* INSTRUCTIONS TO FOLLOW
Copy every item below word for word, in the same order.
==================================================
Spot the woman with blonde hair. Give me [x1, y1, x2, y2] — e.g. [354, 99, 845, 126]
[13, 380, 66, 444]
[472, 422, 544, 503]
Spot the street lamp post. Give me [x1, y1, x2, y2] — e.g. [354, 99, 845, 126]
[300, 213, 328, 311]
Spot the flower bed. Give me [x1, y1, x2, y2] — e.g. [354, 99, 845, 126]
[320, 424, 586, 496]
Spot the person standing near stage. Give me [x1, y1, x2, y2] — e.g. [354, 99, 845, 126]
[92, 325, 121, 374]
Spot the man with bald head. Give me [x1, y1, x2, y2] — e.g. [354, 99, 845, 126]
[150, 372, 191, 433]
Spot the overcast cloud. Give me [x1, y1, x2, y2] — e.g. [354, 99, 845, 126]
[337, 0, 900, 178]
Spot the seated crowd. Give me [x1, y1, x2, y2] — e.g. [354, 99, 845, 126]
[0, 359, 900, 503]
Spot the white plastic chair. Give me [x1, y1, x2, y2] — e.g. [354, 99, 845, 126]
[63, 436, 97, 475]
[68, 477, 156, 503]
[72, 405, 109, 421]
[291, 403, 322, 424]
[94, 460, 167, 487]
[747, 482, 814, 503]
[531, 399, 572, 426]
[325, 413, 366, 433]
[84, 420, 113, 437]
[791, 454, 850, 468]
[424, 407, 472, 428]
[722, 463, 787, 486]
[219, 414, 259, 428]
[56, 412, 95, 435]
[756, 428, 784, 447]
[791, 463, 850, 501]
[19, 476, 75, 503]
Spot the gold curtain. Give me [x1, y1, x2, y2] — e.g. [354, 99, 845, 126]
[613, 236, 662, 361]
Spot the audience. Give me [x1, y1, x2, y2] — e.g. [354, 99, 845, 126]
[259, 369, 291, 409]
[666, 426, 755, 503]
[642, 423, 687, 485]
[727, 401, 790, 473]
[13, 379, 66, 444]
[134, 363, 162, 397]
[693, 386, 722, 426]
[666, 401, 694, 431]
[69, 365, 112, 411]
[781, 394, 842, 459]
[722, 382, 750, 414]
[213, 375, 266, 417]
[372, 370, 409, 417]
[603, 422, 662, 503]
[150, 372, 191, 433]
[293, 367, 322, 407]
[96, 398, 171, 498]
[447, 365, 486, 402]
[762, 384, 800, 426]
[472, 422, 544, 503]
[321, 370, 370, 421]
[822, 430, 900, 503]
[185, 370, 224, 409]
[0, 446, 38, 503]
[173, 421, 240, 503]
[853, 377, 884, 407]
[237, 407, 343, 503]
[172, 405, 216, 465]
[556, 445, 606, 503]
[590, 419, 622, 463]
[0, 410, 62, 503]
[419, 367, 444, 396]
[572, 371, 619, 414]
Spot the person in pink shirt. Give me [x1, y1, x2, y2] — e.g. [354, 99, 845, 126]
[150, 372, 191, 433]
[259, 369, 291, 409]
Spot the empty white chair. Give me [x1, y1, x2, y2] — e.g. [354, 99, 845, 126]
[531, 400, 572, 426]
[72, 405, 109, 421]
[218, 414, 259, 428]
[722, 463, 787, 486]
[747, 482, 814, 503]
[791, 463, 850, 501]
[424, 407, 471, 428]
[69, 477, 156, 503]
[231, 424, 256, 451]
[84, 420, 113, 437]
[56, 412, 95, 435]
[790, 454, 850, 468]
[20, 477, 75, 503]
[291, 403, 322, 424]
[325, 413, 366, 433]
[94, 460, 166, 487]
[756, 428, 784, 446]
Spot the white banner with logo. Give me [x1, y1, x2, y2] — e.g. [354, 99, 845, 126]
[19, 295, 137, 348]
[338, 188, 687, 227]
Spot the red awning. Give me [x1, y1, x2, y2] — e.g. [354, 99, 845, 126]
==================================================
* FINAL RESULT
Spot the woman with blonde hair. Give me [x1, y1, x2, y2] — e.g. [354, 99, 845, 126]
[13, 380, 66, 444]
[472, 422, 544, 503]
Spot the street lamp post. Give me [x1, y1, x2, y2] — e.g. [354, 99, 845, 126]
[300, 213, 328, 311]
Spot the flower bed. Give me [x1, y1, x2, y2] — e.g. [354, 99, 845, 126]
[320, 424, 586, 496]
Spot the person standing near stage. Give me [x1, y1, x2, y2] — e.g. [354, 99, 845, 126]
[92, 325, 121, 374]
Spot the man with bald head. Give me [x1, y1, x2, y2] — e.g. [354, 99, 845, 126]
[150, 372, 191, 433]
Spot the overcast cloud. Give me [x1, y1, x2, y2] — e.g. [354, 99, 845, 126]
[337, 0, 900, 178]
Spot the seated crowd. Give me [x1, y1, x2, y2] — e.g. [354, 99, 845, 126]
[0, 359, 900, 503]
Spot the white plastic chair. Give me [x1, y1, x2, y2] — e.g. [354, 99, 845, 126]
[63, 436, 97, 475]
[68, 477, 156, 503]
[72, 405, 109, 421]
[291, 403, 322, 424]
[94, 460, 167, 487]
[747, 482, 814, 503]
[531, 399, 572, 426]
[325, 413, 366, 433]
[84, 420, 113, 437]
[791, 454, 850, 468]
[424, 407, 472, 428]
[722, 463, 787, 486]
[219, 414, 259, 428]
[56, 412, 95, 435]
[756, 428, 784, 447]
[791, 463, 850, 501]
[19, 476, 75, 503]
Spot the gold curtain. Give me [x1, y1, x2, y2] — e.g. [354, 99, 845, 126]
[613, 236, 662, 361]
Spot the audience. Give me [x1, y1, x2, y2] — e.g. [354, 99, 845, 126]
[259, 369, 291, 409]
[666, 426, 755, 503]
[642, 423, 687, 485]
[727, 401, 790, 473]
[13, 379, 66, 444]
[134, 363, 162, 397]
[693, 386, 722, 426]
[666, 401, 694, 431]
[69, 365, 112, 411]
[781, 394, 842, 459]
[722, 382, 750, 414]
[213, 375, 266, 417]
[372, 370, 409, 417]
[603, 422, 662, 503]
[150, 372, 191, 433]
[293, 367, 322, 407]
[96, 398, 171, 498]
[447, 365, 486, 402]
[762, 384, 800, 426]
[472, 422, 544, 503]
[321, 370, 370, 421]
[822, 430, 900, 503]
[185, 370, 224, 409]
[0, 446, 38, 503]
[173, 421, 240, 503]
[853, 377, 884, 407]
[237, 407, 343, 503]
[172, 405, 216, 465]
[556, 445, 606, 503]
[590, 419, 622, 463]
[0, 410, 62, 503]
[419, 367, 444, 396]
[572, 371, 619, 414]
Spot the person in pink shirt. Give me [x1, y1, x2, y2] — e.g. [354, 99, 845, 126]
[150, 372, 191, 433]
[259, 369, 291, 409]
Spot the empty white chair. Give me [x1, y1, x2, y2] — e.g. [354, 99, 845, 126]
[531, 400, 572, 426]
[72, 405, 109, 421]
[218, 414, 259, 428]
[722, 463, 787, 486]
[747, 482, 814, 503]
[791, 463, 850, 501]
[424, 407, 471, 428]
[69, 477, 156, 503]
[231, 424, 256, 451]
[84, 420, 113, 437]
[56, 412, 95, 435]
[790, 454, 850, 468]
[20, 477, 75, 503]
[291, 403, 322, 424]
[325, 413, 366, 433]
[94, 460, 166, 487]
[756, 428, 784, 446]
Spot the white banner with logo. Give me [x1, y1, x2, y2] — e.g. [354, 99, 845, 126]
[19, 295, 137, 348]
[338, 188, 687, 227]
Spot the red awning. Give me [x1, y1, x2, y2] — e.g. [354, 99, 845, 126]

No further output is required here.